• **Stated task**: Extract each line of the data and write it out again exactly.

Bounding-box records
++++++++++
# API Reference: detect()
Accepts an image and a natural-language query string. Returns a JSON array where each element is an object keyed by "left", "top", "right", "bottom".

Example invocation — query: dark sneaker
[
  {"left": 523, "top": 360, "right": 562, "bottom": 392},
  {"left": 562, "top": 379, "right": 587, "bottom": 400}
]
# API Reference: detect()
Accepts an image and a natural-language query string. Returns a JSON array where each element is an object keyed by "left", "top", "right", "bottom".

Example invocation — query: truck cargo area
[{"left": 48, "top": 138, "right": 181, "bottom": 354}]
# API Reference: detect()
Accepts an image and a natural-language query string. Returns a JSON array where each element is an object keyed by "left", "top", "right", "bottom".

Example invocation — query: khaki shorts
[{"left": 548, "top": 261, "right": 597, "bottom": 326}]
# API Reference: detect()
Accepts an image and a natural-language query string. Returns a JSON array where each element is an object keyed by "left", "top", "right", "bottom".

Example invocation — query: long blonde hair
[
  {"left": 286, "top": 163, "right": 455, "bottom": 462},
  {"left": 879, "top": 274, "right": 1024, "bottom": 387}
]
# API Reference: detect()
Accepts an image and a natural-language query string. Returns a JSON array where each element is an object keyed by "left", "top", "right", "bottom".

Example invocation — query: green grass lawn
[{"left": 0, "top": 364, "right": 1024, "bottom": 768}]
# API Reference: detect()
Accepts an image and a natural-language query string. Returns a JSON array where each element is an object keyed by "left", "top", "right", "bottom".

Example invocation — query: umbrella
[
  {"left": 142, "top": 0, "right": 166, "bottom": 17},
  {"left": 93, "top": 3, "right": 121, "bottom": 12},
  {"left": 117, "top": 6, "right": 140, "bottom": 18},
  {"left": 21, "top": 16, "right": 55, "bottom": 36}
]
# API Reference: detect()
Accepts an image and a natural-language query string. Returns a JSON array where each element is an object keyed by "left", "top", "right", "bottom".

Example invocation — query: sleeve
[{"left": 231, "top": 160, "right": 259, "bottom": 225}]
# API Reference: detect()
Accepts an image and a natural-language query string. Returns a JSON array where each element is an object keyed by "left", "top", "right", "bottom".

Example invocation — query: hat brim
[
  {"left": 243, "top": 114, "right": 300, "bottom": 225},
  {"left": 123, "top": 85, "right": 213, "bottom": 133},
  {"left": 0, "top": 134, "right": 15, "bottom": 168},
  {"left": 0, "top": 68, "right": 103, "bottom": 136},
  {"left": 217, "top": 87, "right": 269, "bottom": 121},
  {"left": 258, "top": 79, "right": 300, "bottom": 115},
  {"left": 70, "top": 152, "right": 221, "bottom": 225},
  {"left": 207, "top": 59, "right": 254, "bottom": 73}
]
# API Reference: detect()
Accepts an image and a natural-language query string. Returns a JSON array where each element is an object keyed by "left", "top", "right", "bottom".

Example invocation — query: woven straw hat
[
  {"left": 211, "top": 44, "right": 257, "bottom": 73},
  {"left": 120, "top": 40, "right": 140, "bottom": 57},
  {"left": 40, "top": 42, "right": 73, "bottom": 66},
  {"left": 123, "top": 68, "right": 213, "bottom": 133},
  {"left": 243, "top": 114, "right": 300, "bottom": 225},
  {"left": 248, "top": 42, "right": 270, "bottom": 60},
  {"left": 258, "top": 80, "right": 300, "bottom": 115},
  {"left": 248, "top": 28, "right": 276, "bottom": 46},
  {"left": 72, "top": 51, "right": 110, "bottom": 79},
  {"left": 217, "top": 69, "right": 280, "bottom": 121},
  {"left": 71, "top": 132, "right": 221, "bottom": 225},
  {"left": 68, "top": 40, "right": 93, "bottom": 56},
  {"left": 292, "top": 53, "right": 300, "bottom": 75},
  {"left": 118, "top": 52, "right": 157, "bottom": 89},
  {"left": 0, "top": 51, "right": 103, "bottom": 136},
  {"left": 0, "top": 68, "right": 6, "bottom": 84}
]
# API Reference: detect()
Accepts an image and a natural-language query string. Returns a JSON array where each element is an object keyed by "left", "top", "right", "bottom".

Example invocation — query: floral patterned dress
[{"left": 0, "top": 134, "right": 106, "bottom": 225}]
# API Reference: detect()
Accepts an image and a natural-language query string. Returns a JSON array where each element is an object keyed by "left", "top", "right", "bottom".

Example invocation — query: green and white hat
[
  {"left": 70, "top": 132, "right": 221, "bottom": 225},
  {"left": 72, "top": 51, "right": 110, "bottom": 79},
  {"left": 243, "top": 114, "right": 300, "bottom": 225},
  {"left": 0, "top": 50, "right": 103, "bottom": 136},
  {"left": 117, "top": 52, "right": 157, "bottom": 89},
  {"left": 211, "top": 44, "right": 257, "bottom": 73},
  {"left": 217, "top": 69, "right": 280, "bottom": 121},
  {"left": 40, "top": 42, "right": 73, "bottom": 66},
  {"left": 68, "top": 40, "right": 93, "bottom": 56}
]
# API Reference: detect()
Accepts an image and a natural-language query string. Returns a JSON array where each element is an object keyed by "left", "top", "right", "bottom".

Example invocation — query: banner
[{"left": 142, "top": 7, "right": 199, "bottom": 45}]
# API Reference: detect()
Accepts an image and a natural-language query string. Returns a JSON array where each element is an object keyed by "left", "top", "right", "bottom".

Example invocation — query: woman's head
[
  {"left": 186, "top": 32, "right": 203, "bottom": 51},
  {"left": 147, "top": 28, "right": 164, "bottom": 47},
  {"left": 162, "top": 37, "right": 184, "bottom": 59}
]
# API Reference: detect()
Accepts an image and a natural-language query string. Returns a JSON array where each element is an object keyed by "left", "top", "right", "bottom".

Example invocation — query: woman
++++++++++
• **Result of the task**:
# API Reference: detect()
Accepts an image and a natural-language query string. Returns a JSON array where each element is an object keyed by "left", "top", "right", "bottom".

Example invocation — query: dark sneaker
[
  {"left": 523, "top": 360, "right": 562, "bottom": 392},
  {"left": 562, "top": 379, "right": 587, "bottom": 400}
]
# API Reference: detect()
Accepts an image and a natural-language query string. Returns a JSON array where each element is an object keyed by "left", "top", "right", "bottom".

Example invocation — query: truck cargo area
[{"left": 48, "top": 138, "right": 181, "bottom": 354}]
# API Reference: detect()
Accepts an image and a natural-language query string. Returns a JSON array where each element is an object keyed by "left", "top", "right", "bottom".

Example invocation — query: khaki shorts
[{"left": 548, "top": 261, "right": 597, "bottom": 326}]
# API Reference: detect()
Accepts an image and a natural-language query string. Returns a JSON array where each element is an object keyed by "left", "top", "right", "bottom".

Example invocation — query: long blonde hair
[
  {"left": 286, "top": 163, "right": 455, "bottom": 462},
  {"left": 879, "top": 274, "right": 1024, "bottom": 387}
]
# API Reference: detect()
Accepts an image and a natural-language query string. Returns a JSON array where each element is an object keyed by "left", "top", "right", "bottom".

Example invocation — query: green grass lawn
[{"left": 0, "top": 364, "right": 1024, "bottom": 768}]
# API Reference: detect()
Accepts an image and a natural-language query string. Returns a JSON array where each element is an object keyed by "left", "top", "right", "bottom".

Example invocation — query: umbrella
[
  {"left": 142, "top": 0, "right": 166, "bottom": 17},
  {"left": 93, "top": 3, "right": 121, "bottom": 12},
  {"left": 117, "top": 6, "right": 140, "bottom": 18},
  {"left": 21, "top": 16, "right": 55, "bottom": 36}
]
# API Reference: detect()
Accepts an image and a natural-language query string. Returns a JSON array where each element is an object keyed by "left", "top", "right", "bottom".

Example invocation — query: sleeve
[{"left": 231, "top": 160, "right": 259, "bottom": 225}]
# API Reference: detect()
Accepts an image and a natural-language query string. Returns a JSON array where each element is an object keyed by "left", "top", "right", "bottom".

Example invocation — query: hat brim
[
  {"left": 243, "top": 114, "right": 300, "bottom": 225},
  {"left": 123, "top": 85, "right": 213, "bottom": 133},
  {"left": 0, "top": 134, "right": 15, "bottom": 168},
  {"left": 0, "top": 68, "right": 103, "bottom": 136},
  {"left": 217, "top": 87, "right": 269, "bottom": 121},
  {"left": 258, "top": 79, "right": 300, "bottom": 115},
  {"left": 70, "top": 152, "right": 221, "bottom": 225},
  {"left": 207, "top": 59, "right": 254, "bottom": 73}
]
# API Reference: detect()
Accepts an image and a natural-language query string. Returns a JSON array where each element is an object keyed by "left", "top", "right", "bottom".

Example invocation — query: woven straw hat
[
  {"left": 211, "top": 44, "right": 257, "bottom": 73},
  {"left": 120, "top": 40, "right": 140, "bottom": 57},
  {"left": 40, "top": 42, "right": 73, "bottom": 66},
  {"left": 123, "top": 68, "right": 213, "bottom": 133},
  {"left": 243, "top": 114, "right": 300, "bottom": 225},
  {"left": 248, "top": 42, "right": 270, "bottom": 60},
  {"left": 258, "top": 80, "right": 300, "bottom": 115},
  {"left": 248, "top": 28, "right": 276, "bottom": 46},
  {"left": 72, "top": 51, "right": 110, "bottom": 79},
  {"left": 217, "top": 69, "right": 280, "bottom": 121},
  {"left": 71, "top": 132, "right": 221, "bottom": 225},
  {"left": 68, "top": 40, "right": 93, "bottom": 56},
  {"left": 292, "top": 53, "right": 300, "bottom": 75},
  {"left": 118, "top": 52, "right": 157, "bottom": 89},
  {"left": 0, "top": 51, "right": 103, "bottom": 136},
  {"left": 0, "top": 68, "right": 6, "bottom": 84}
]
# API Reference: detect()
Accepts an image and a natural-language query string. Returns a JSON array where each element is an object keyed by "left", "top", "right", "bottom".

Example invocation — query: floral patterned dress
[{"left": 0, "top": 134, "right": 106, "bottom": 225}]
# API Reference: detect()
Accepts an image and a natural-language query string. Returns a JSON array where each element is an object keyed by "left", "top", "right", "bottom".

Example invocation — query: green and white hat
[
  {"left": 70, "top": 132, "right": 221, "bottom": 225},
  {"left": 72, "top": 51, "right": 110, "bottom": 79},
  {"left": 243, "top": 114, "right": 300, "bottom": 225},
  {"left": 0, "top": 50, "right": 103, "bottom": 136},
  {"left": 117, "top": 52, "right": 157, "bottom": 89},
  {"left": 211, "top": 44, "right": 257, "bottom": 73},
  {"left": 217, "top": 69, "right": 280, "bottom": 121},
  {"left": 40, "top": 42, "right": 73, "bottom": 66},
  {"left": 68, "top": 40, "right": 93, "bottom": 56}
]
# API Reference: detect()
Accepts an image and a natural-language query string. Returns a JSON array where each element is an object keyed by "left", "top", "right", "bottom".

Example invocation — query: banner
[{"left": 142, "top": 7, "right": 199, "bottom": 45}]
# API Reference: detect()
Accepts an image and a natural-language query string. Returns a JSON array where each element is an object keyed by "left", "top", "right", "bottom".

Example invocation — query: woman's head
[
  {"left": 186, "top": 32, "right": 203, "bottom": 51},
  {"left": 147, "top": 28, "right": 164, "bottom": 47},
  {"left": 162, "top": 37, "right": 184, "bottom": 59}
]
# API Reference: detect()
Accepts an image and a natural-language query string. Returns a JSON array where each element is an object keyed by "left", "top", "right", "bottom".

Example invocation — query: woman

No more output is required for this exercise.